> REQUEST
Return all of the entries word for word, but omit the pictures they contain.

··· PROVIDED MATERIAL

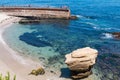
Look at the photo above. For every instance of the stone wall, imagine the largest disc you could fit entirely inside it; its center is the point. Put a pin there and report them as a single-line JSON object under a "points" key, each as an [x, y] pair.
{"points": [[38, 12]]}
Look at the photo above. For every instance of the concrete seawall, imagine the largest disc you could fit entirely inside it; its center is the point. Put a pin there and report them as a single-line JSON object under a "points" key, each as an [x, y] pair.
{"points": [[58, 13]]}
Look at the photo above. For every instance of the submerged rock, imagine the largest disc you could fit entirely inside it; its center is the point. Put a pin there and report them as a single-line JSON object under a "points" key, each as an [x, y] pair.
{"points": [[116, 35], [39, 71], [81, 61]]}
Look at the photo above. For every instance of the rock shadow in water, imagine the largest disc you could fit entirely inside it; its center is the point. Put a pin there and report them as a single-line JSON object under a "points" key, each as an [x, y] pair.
{"points": [[32, 39], [65, 73]]}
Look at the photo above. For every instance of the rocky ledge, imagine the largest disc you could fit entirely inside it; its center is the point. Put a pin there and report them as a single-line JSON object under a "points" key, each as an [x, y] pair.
{"points": [[81, 61]]}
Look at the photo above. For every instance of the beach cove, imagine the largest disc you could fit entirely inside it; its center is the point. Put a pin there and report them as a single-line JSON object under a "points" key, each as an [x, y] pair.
{"points": [[45, 44]]}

······

> THE REPLY
Look at the photo above. For every instance of the stone wall, imagine the largest disc you could fit entirely inside it; its center is the point. Put a pin there and report them as a single-line JSON object under a "points" key, each as an [x, y] pair.
{"points": [[38, 12]]}
Look at the photo above. For every instance of the concrete seawall, imagine the largest disc you could fit entirely inside it; its center is the point. Put a pin there and report them as a single-line JSON object under a "points" key, each as an [x, y] pair.
{"points": [[58, 13]]}
Look at the photo above. For every instance of the submerged rock, imagine the largest disc you could fit entirely inside it; its center is the point. Put a pin there and report them as a single-line JSON object under a "points" key, each as an [x, y] pair.
{"points": [[116, 35], [39, 71], [81, 61]]}
Look at the photo above. For every instance of the rock shadow in water, imagine the largest disc you could fit entirely inside it; its center is the point. Put a pin there and report them as a single-line JSON object under a "points" key, each as an [x, y] pair.
{"points": [[32, 39], [65, 73]]}
Look at the photo above. For every instance of the rocky ledge, imagine the largest disc you could fit entirely inside it; its center is the point. Put a pin there and report them as a single-line JSON object under a "points" key, each as an [x, y] pair.
{"points": [[81, 61]]}
Look at the photo above. For every instance of the beach cove, imagine the largest disc you could fit entirely inside it; its center is the point. Put a pin there and report them as a single-line JSON object under a "points" key, each as an [x, y] pair.
{"points": [[45, 44]]}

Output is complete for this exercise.